= Document section =
His excellence outweighed the objection, and he was the first Brahmin who received holy orders from an English bishop; but in after- times the heathen influence at home told upon him; and this failure perhaps rendered Bishop Daniel Wilson somewhat over-cautious and backward in ordaining a native ministry.
The next stage was Delhi, where a very interesting interview awaited him.
An officer of Anglo-Indian birth, James Skinner by name, who had raised and commanded a capital body of light horse, had twenty years before entered Delhi with a conquering army, and, gazing on the countless domes and minarets, vowed that if ever he should be able, he would build an English church to raise its cross among them.

He had persevered, though the cost far exceeded the estimate, and though the failure of houses of business had greatly lessened his means; and now he came, a tall, stout, dark man of fifty-six, in a uniform of blue, silver, and steel, a helmet on his head and a red ribbon on his breast, to beg for consecration for his church.

His sons were Christians, but his wife was a Mahometan, though, he said with tears, that "for thirty years a better wife no man ever had." The church was of Greek architecture, shaped as a Greek cross, with porticoes with flights of steps at each extremity except the east, which formed the chancel, and at the intersection was a dome and cupola.

It was paved with marble, and the whole effect was beautiful.

= Data entries =
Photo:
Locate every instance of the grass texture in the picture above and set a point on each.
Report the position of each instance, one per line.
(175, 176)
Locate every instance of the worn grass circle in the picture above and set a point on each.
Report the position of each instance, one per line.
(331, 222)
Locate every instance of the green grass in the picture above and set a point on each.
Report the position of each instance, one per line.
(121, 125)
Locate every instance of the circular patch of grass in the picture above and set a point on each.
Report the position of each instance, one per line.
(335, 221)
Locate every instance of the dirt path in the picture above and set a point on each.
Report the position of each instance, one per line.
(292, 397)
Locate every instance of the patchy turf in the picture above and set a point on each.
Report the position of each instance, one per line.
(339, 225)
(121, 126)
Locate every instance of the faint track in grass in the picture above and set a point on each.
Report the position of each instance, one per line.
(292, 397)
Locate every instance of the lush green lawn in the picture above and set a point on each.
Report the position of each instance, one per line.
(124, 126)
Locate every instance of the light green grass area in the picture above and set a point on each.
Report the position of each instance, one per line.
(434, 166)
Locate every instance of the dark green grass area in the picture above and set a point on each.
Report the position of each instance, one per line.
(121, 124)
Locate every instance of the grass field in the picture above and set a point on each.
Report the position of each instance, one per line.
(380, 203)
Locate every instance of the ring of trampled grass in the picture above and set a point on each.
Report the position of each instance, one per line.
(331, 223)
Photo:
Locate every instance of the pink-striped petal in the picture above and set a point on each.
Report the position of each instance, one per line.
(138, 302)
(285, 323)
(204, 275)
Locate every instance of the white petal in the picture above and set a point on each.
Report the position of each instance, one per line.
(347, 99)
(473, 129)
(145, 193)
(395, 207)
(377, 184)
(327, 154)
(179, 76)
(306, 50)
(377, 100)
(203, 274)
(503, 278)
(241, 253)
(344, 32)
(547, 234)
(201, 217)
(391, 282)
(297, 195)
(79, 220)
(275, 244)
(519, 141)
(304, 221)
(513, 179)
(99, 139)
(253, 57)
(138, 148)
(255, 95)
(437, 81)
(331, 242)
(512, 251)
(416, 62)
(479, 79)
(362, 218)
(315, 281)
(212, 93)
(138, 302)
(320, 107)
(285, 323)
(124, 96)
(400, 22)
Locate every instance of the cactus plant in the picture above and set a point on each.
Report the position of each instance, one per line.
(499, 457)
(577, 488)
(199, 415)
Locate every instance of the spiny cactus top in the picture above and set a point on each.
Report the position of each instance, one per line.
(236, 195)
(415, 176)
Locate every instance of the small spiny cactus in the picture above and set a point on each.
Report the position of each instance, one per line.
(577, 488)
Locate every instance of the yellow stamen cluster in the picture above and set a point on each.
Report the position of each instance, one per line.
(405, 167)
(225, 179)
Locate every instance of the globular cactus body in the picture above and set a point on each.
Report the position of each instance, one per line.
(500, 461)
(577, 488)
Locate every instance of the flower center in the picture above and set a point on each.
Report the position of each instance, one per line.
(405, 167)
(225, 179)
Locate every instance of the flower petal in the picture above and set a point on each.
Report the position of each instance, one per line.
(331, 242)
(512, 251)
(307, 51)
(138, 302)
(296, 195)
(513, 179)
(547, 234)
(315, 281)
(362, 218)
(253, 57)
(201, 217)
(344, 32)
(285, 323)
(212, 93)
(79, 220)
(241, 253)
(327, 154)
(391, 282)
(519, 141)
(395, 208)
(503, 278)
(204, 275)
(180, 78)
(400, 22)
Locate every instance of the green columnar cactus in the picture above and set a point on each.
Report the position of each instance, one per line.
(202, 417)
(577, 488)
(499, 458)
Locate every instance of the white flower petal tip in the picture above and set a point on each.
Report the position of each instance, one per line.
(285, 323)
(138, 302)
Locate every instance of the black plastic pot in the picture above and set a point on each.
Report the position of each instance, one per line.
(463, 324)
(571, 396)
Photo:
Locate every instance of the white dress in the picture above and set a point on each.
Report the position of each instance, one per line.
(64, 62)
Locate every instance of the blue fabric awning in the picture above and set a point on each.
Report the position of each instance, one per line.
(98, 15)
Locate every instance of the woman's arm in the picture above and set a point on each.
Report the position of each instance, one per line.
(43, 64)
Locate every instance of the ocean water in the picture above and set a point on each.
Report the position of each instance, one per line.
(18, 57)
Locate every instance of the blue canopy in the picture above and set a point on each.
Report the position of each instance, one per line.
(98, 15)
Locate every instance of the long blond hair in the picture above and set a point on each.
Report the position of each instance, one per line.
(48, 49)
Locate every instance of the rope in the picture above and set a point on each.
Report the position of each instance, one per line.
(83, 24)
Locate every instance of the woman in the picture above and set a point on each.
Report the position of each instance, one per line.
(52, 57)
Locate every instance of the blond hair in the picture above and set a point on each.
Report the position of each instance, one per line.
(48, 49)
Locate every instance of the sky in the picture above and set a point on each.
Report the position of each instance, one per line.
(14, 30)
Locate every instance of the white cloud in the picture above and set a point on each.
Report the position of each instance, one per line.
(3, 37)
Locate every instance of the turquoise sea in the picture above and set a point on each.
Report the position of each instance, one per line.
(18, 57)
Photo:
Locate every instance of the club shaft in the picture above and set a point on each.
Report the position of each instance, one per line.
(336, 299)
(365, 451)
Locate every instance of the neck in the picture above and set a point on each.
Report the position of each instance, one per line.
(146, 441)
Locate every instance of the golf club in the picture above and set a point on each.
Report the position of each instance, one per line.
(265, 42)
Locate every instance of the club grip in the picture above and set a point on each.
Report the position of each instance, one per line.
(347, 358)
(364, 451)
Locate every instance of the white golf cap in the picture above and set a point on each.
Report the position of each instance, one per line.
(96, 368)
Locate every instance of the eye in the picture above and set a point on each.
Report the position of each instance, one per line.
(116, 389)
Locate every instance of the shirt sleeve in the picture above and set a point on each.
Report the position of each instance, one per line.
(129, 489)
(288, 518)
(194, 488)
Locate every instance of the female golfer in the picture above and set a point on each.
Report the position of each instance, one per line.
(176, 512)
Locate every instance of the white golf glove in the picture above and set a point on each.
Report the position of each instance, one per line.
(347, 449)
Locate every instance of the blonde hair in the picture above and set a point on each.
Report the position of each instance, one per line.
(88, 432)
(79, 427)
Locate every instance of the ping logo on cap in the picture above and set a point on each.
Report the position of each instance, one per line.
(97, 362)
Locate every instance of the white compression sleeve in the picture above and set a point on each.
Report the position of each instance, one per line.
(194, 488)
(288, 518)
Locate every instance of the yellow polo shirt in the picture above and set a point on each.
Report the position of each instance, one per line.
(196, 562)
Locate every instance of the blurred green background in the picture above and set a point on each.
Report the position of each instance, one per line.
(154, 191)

= Given task 1 =
Answer these questions about the passage on James Skinner's church:
(a) How old was Skinner when he came to beg for consecration?
(b) What shape did the church have?
(c) What was the church paved with?
= Given task 2 =
Reproduce the stretch from "An officer of" through "cross among them." in the passage on James Skinner's church, swapping "light horse" for "mounted troops".

= Written solution 1 =
(a) Fifty-six.
(b) A Greek cross.
(c) Marble.

= Written solution 2 =
An officer of Anglo-Indian birth, James Skinner by name, who had raised and commanded a capital body of mounted troops, had twenty years before entered Delhi with a conquering army, and, gazing on the countless domes and minarets, vowed that if ever he should be able, he would build an English church to raise its cross among them.